EXERCISE PASSAGE
[Start of section]

Japanese gynecologist (1872–1950)

Masatada Yamasaki (山崎 正董, Yamasaki Masatada) was a Japanese gynecologist and president of Kumamoto Medical College (1925-1932). He wrote The history of medical education in Higo (Kumamoto) and Yokoi Shōnan. After retirement, he travelled in Okinawa.

==Life==
He was born in Sagawa town, Takaoka gun, Kōchi Prefecture on 11 May 1872. After graduation from Tokyo Imperial University in 1900, he became professor at private Kumamoto Medical School in 1901. In 1909 and 1910, he studied at the Ludwig-Maximilians-Universität München and the University of Bonn. He was appointed the president of Aichi Medical School in 1916. In 1925, he was appointed the president of Kumamoto Medical College and director of the Hospital. In 1929, he wrote The history of medical education in Higo (Kumamoto). In 1932, he retired from the Kumamoto Medical College. In 1932 and 1933, he travelled in Okinawa and on 29 May 1950 he died in his house.

[End of section]

GIVEN MATERIAL

[Start of section]

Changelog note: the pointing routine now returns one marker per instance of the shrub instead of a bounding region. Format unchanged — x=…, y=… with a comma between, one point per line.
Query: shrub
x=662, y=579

[End of section]

EXERCISE DETAILS
According to the biography of Masatada Yamasaki, which two universities did he study at in 1909 and 1910? The lines that come after the biography are separate material with no link to it.

ANSWER TO THE PROBLEM
The Ludwig-Maximilians-Universität München and the University of Bonn.